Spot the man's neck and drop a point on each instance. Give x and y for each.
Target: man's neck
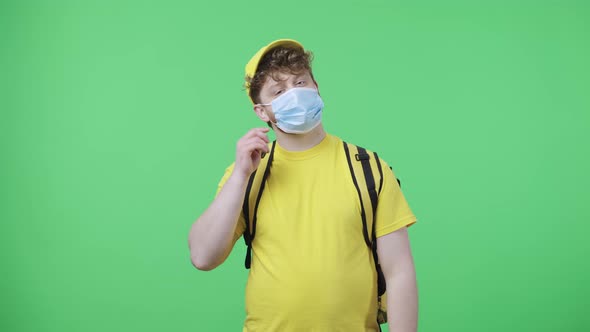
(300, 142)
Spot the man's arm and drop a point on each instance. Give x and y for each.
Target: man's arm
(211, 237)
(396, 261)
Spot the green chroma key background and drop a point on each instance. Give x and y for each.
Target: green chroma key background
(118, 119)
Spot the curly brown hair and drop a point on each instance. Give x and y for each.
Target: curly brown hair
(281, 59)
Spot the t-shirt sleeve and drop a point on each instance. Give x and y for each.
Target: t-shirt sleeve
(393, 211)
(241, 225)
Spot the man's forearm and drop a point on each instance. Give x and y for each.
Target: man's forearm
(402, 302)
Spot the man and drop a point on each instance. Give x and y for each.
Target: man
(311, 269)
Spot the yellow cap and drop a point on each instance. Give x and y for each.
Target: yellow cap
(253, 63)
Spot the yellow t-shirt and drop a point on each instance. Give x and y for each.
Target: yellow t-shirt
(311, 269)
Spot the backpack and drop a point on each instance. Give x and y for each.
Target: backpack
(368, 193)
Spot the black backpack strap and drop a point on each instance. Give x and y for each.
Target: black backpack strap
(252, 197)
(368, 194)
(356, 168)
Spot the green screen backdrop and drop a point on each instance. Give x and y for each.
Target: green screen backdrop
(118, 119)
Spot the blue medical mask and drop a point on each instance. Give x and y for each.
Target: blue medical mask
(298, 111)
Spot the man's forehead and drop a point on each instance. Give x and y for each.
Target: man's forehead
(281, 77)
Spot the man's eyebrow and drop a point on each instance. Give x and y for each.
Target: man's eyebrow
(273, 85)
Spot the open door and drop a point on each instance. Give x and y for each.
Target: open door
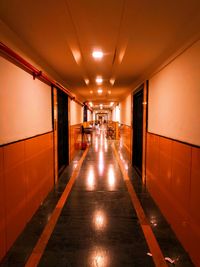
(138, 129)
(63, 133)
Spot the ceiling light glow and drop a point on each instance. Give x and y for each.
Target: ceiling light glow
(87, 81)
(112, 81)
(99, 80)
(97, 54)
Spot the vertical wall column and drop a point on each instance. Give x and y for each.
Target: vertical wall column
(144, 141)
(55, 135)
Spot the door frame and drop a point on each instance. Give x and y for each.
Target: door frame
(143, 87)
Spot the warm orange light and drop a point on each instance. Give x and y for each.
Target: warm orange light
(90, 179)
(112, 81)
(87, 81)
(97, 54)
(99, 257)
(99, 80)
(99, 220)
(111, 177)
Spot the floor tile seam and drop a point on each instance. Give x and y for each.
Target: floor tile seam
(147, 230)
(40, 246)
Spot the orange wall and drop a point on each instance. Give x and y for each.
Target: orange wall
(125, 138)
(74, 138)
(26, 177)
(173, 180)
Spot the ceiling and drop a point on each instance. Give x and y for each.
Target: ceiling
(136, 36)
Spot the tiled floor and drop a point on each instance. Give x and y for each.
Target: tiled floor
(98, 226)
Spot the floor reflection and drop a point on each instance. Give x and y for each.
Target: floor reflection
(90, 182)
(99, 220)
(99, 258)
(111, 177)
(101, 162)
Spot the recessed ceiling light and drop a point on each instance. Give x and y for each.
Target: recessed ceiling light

__Task details__: Beginning with the line that has "Target: man's arm" and ending with the line that has "Spot the t-shirt", set down the lines above exactly and include no others.

__Problem solution__:
Target: man's arm
(211, 237)
(396, 261)
Spot the green chroma key background and drop a point on each instance. Give x and y for each.
Target: green chroma key background
(118, 119)
Spot the curly brown hair and drop a point on each instance. Give x and y for each.
Target: curly brown hair
(281, 59)
Spot the t-shirt sleeve and drop a point on each instance. Give x and y for each.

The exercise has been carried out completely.